[Data records Boundary: Start]

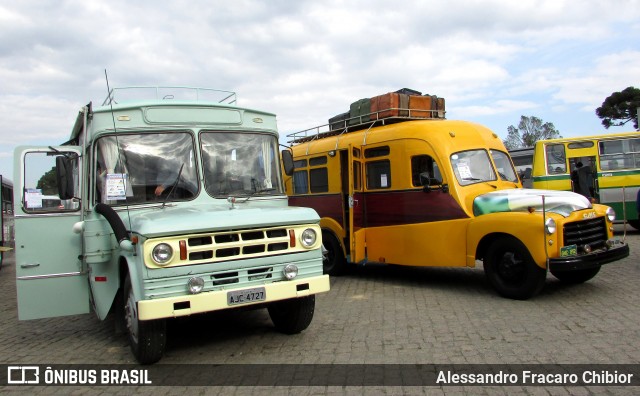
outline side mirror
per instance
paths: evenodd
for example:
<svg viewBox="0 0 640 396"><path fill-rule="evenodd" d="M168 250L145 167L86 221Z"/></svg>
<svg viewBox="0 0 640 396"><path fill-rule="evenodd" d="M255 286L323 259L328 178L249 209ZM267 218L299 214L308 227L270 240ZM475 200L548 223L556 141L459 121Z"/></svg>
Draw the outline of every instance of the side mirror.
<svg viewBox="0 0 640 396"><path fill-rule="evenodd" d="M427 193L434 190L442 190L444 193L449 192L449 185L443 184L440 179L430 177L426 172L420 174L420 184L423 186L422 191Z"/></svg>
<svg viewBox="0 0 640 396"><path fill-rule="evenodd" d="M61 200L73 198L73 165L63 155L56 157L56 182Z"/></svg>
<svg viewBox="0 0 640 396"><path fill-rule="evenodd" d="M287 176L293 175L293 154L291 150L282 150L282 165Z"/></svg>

[Data records Boundary: End]
[Data records Boundary: Start]

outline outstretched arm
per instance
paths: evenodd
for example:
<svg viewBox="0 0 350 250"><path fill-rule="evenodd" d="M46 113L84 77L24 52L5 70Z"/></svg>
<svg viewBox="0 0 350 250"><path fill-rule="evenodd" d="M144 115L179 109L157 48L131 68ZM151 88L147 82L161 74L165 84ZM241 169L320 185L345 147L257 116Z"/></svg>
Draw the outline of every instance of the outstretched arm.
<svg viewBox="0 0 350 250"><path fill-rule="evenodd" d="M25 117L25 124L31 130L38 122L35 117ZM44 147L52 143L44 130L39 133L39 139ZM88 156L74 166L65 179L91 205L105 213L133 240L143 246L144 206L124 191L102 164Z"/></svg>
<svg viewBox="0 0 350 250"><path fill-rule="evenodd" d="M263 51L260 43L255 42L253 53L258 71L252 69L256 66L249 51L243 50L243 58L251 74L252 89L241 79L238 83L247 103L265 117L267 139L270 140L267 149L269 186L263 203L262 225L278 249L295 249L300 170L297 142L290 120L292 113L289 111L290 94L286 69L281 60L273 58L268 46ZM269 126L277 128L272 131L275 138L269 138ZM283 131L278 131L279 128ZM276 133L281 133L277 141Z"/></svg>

[Data records Boundary: End]

Assignment: From the entries above, restate word for word the lines from the line containing "113L84 77L24 52L5" to the line containing "115L179 109L157 48L131", both ends included, and nothing more.

Response:
<svg viewBox="0 0 350 250"><path fill-rule="evenodd" d="M46 113L84 77L24 52L5 70Z"/></svg>
<svg viewBox="0 0 350 250"><path fill-rule="evenodd" d="M144 115L179 109L157 48L131 68ZM151 88L147 82L161 74L165 84ZM241 169L320 185L345 147L257 116Z"/></svg>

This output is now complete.